== Information provided ==

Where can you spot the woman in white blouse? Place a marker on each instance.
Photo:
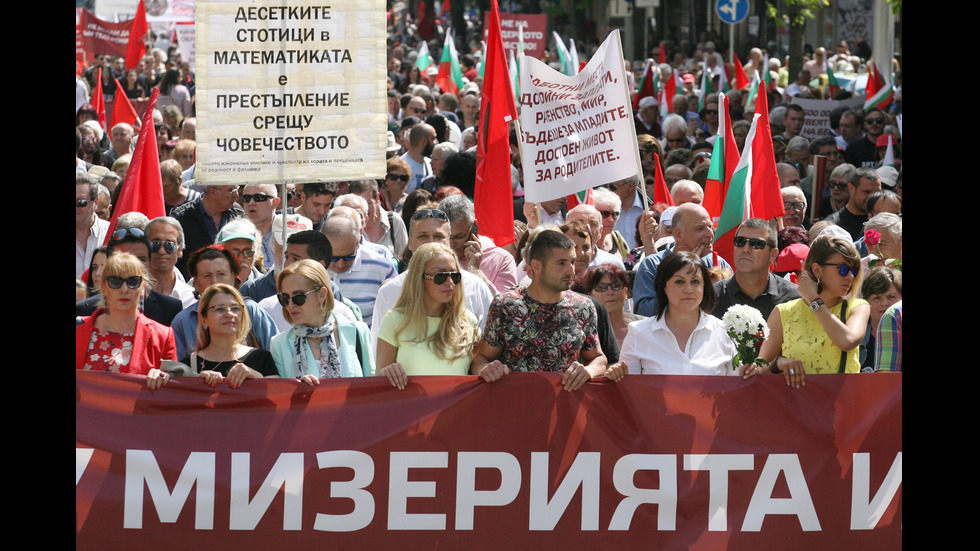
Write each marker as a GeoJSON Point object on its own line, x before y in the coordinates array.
{"type": "Point", "coordinates": [681, 338]}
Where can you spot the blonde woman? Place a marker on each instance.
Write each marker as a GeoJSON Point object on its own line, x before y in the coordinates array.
{"type": "Point", "coordinates": [319, 344]}
{"type": "Point", "coordinates": [429, 331]}
{"type": "Point", "coordinates": [223, 325]}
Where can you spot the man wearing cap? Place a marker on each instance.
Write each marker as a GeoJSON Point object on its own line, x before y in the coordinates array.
{"type": "Point", "coordinates": [645, 120]}
{"type": "Point", "coordinates": [753, 284]}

===

• _What you have to do_:
Quote the full listing above verbatim, omitting the picture.

• _Final answer_:
Where can you spot the woman in white blouse? Place a marker on each instance.
Photo:
Write each marker as a GeoJSON Point object on its own line, x before y in the coordinates array.
{"type": "Point", "coordinates": [681, 338]}
Where can you spot the blonde woman? Place a marker on each instance.
Write each marker as a GeoJSON Point object on its own line, x before y in the coordinates array.
{"type": "Point", "coordinates": [319, 344]}
{"type": "Point", "coordinates": [429, 331]}
{"type": "Point", "coordinates": [223, 325]}
Where can you spot the man wearing cap? Place a marker on each instance.
Write each marker as a GeoJSON Point object on its own line, x before y in the coordinates array.
{"type": "Point", "coordinates": [645, 120]}
{"type": "Point", "coordinates": [753, 284]}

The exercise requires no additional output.